> Record extracts
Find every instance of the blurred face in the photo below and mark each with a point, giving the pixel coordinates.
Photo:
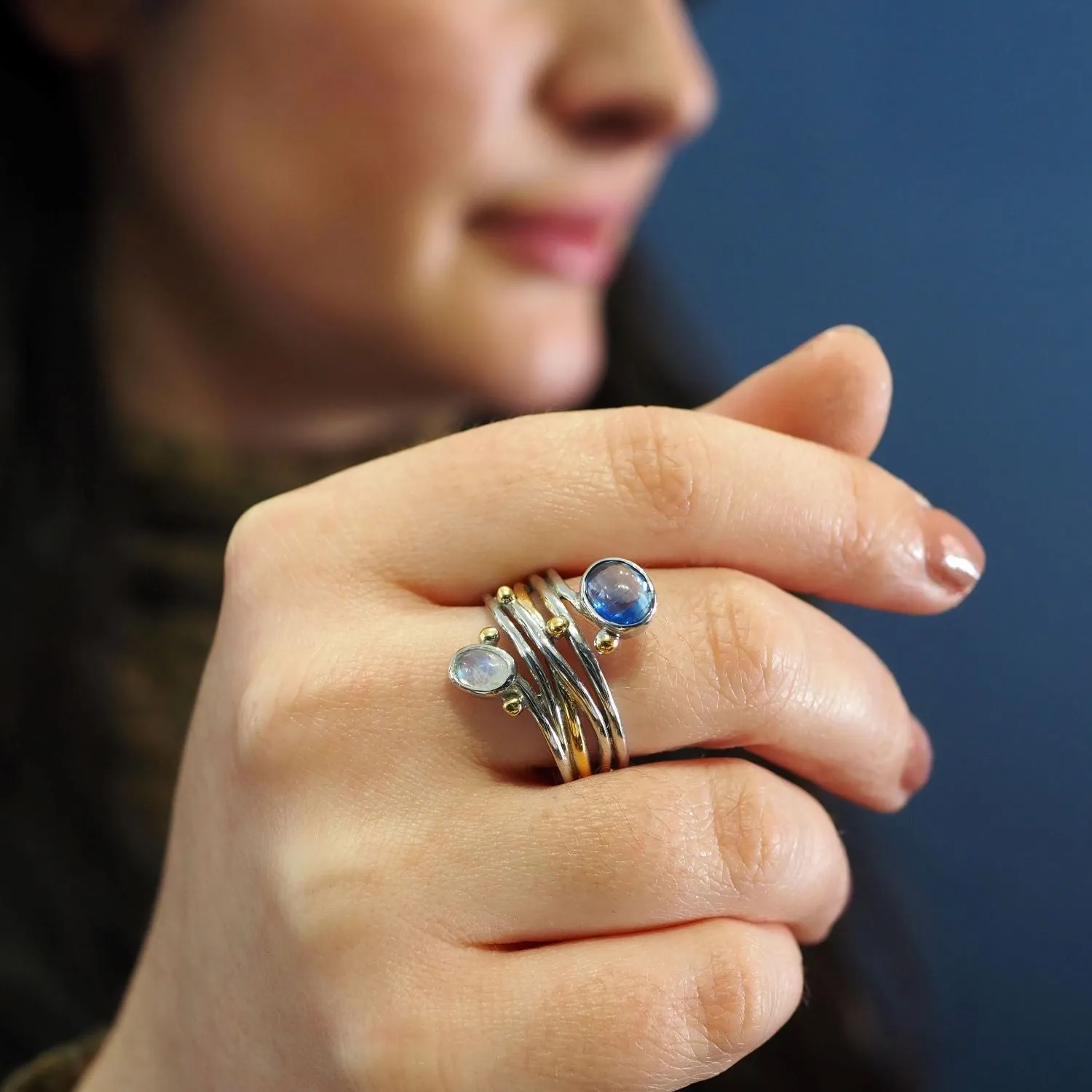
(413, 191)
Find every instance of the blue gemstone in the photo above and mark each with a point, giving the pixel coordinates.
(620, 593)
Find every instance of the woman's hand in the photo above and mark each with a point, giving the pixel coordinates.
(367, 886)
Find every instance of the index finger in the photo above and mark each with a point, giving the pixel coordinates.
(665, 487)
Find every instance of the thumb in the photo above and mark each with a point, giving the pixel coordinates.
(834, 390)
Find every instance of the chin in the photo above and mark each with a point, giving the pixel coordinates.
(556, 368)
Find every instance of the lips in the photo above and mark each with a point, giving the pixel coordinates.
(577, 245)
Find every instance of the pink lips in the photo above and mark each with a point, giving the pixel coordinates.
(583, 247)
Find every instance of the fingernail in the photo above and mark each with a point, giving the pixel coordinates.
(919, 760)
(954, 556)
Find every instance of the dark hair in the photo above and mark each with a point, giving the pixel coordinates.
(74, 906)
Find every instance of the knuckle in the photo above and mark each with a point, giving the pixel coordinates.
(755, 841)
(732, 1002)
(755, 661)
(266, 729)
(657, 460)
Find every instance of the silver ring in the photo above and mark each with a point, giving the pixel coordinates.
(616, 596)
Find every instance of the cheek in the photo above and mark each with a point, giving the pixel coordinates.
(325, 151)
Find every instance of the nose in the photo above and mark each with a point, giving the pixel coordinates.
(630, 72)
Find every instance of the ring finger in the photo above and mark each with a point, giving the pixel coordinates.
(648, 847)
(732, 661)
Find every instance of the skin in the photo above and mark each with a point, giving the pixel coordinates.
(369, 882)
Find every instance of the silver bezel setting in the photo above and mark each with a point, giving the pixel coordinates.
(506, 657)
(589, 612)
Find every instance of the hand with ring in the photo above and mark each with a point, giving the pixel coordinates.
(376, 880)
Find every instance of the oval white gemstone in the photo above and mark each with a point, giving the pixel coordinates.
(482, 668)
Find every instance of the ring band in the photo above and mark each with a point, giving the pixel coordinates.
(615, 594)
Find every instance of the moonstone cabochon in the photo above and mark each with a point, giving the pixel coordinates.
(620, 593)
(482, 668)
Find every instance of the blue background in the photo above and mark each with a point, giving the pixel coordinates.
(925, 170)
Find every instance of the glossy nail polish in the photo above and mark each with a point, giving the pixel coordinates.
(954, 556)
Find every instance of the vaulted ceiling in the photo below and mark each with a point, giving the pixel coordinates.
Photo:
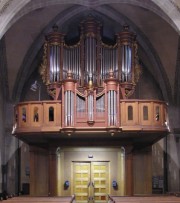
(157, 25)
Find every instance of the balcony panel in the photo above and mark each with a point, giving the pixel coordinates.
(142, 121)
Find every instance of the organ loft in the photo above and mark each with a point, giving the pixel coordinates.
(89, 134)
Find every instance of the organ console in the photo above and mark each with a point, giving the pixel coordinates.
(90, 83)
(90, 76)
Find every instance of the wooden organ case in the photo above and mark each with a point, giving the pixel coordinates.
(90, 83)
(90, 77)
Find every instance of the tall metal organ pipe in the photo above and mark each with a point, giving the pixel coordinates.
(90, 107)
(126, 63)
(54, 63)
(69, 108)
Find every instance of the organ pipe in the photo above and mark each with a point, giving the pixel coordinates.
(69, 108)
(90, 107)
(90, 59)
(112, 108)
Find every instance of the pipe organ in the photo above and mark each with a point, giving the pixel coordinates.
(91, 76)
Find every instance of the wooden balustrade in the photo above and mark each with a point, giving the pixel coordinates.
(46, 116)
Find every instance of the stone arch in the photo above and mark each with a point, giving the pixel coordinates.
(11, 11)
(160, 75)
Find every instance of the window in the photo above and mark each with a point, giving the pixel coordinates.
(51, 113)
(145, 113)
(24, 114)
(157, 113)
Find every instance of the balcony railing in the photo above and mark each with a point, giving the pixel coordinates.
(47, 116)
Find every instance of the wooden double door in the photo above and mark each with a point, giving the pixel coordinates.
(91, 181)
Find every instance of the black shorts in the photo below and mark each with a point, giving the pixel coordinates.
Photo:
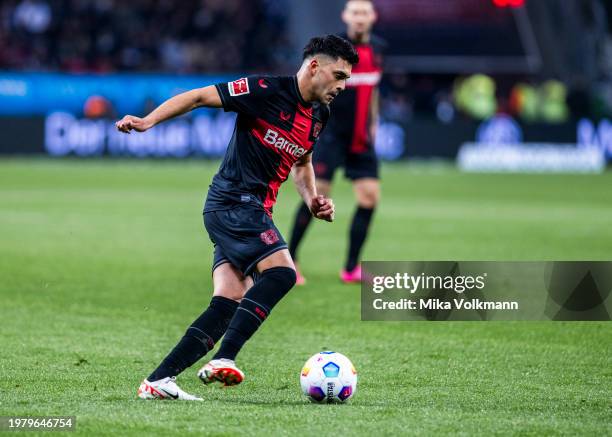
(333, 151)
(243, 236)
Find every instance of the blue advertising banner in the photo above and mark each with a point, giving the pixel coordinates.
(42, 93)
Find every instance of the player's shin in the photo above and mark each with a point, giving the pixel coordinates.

---

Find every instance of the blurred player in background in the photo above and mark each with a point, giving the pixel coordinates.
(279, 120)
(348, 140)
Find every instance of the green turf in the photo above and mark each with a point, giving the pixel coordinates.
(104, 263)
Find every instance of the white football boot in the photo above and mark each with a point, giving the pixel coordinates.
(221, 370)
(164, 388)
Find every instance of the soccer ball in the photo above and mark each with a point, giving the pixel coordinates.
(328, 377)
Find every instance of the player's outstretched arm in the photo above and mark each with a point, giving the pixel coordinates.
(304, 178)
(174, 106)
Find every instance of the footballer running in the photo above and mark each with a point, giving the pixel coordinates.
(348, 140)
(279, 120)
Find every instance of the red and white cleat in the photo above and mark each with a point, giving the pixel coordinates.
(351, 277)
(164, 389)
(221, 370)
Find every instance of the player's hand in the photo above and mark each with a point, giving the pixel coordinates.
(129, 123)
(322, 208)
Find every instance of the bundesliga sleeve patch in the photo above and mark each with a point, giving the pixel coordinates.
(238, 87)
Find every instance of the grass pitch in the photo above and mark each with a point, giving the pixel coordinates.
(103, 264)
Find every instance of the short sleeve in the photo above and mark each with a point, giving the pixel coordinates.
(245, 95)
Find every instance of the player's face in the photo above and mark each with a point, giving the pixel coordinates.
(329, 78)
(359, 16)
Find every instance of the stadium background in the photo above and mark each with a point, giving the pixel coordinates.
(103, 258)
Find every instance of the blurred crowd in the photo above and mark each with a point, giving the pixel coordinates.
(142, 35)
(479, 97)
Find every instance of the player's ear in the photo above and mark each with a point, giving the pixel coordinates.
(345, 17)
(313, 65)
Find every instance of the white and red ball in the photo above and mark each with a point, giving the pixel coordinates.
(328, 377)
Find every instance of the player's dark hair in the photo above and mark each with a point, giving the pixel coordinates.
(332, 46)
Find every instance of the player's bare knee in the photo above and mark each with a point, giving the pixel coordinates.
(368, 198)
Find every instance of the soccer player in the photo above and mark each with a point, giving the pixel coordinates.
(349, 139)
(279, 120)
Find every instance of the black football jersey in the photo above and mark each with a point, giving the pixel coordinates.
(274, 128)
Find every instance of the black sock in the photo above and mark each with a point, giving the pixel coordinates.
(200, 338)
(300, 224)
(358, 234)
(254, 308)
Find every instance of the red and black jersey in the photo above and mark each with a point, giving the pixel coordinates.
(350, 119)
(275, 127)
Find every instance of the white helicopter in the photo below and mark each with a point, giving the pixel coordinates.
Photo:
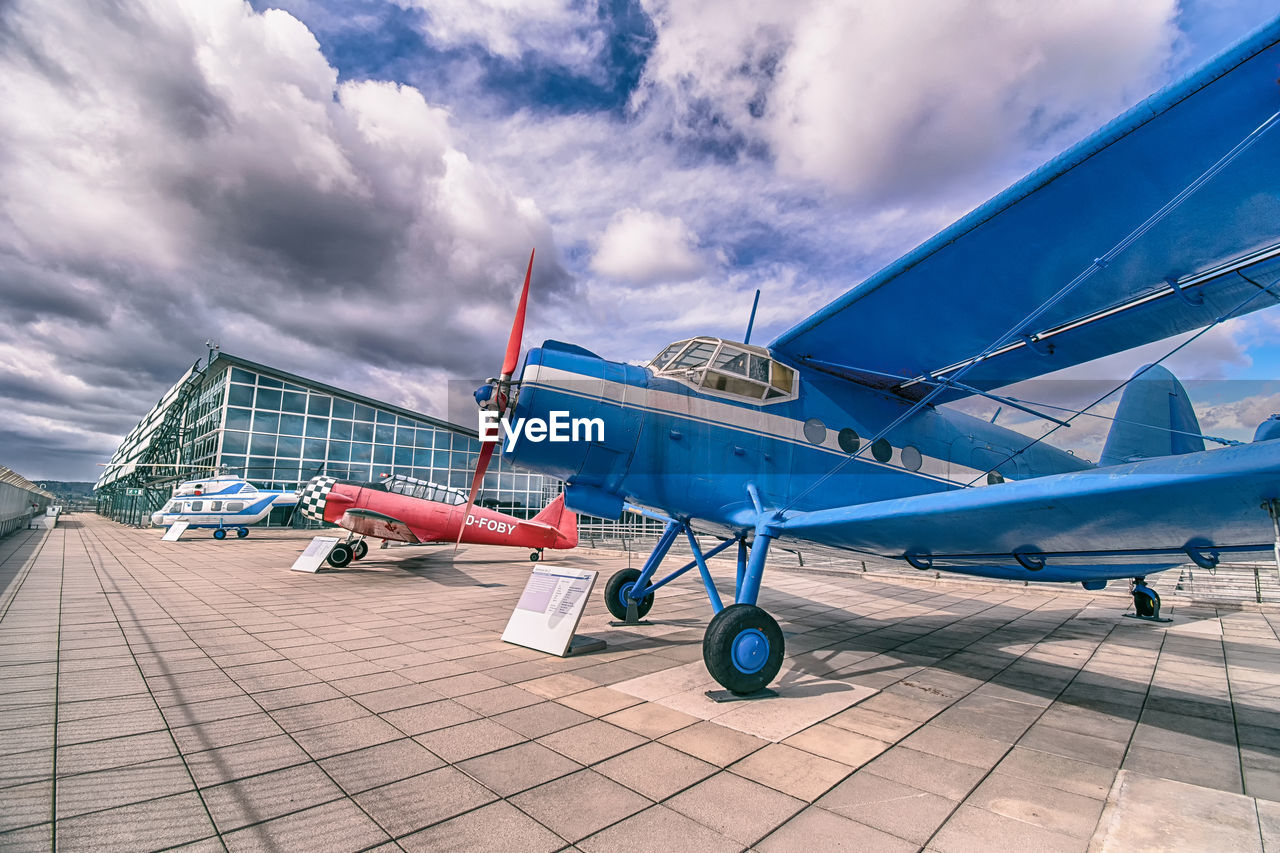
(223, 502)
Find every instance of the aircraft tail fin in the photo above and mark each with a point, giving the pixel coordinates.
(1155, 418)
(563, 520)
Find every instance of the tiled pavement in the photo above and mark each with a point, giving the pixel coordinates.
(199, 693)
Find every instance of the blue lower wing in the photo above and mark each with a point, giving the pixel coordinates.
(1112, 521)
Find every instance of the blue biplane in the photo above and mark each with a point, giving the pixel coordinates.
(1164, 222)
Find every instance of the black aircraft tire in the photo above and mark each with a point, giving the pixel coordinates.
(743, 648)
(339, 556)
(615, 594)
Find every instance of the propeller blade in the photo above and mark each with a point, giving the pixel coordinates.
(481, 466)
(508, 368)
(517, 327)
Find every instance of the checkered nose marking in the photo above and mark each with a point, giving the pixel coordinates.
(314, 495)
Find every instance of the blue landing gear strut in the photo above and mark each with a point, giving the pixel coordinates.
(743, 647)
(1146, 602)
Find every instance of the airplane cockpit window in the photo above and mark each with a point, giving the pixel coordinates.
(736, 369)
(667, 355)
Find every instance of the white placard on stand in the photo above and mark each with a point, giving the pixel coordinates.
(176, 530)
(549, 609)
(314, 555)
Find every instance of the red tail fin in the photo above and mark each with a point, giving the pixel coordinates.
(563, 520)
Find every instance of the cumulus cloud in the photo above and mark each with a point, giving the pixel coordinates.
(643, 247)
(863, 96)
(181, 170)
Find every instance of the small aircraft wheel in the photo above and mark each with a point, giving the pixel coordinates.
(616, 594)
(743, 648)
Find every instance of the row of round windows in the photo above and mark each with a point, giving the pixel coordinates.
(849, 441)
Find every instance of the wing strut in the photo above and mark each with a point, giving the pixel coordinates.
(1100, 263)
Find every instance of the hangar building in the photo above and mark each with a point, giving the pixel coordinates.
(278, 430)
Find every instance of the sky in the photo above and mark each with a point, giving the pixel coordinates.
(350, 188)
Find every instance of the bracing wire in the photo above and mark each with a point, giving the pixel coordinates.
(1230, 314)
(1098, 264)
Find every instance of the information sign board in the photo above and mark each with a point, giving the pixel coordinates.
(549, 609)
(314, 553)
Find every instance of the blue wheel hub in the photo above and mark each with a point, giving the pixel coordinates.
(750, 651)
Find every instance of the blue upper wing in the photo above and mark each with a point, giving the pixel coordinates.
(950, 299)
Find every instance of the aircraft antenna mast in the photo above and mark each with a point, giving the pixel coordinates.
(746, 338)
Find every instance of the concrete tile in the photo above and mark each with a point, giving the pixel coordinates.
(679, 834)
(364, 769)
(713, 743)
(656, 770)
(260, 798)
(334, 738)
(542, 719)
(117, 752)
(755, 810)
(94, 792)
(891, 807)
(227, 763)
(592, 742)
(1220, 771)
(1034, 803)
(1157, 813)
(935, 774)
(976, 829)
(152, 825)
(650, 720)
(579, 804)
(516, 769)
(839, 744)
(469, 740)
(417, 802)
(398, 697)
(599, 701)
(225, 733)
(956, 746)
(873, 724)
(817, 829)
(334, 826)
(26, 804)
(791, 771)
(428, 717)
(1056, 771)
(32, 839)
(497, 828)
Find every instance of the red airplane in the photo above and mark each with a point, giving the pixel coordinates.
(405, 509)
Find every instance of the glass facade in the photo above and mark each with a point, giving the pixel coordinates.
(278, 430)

> Goal
Filter the listing above, copying every line that contains the string "player". Matching is case-sensitive.

> Exercise solution
Find every instance of the player's shin in the photo above and mark each with a point, giving the pixel coordinates.
Find every instance of the blurred player in background in the photo above and mark each with a point, giving the pixel coordinates.
Find every instance of the player's outstretched arm in the photo above and mark each with a point, giving the pixel coordinates.
Find every instance of the player's hand in the photo above and mark each with a point, giving the pixel coordinates.
Find every instance of the player's face in the photo above and mark each with a point, giving the pixel coordinates.
Find every instance of the player's ear in the photo above and mark each with a point, giving the pixel coordinates.
Find every instance of the player's dark hair in the photo above and mark each with a point, giving the pixel coordinates.
Find every instance of the player's bare knee in the photo above and mark each with a point, giving the pixel coordinates.
Find every instance of the soccer player in the photo above and mark each with a point, giving the pixel coordinates.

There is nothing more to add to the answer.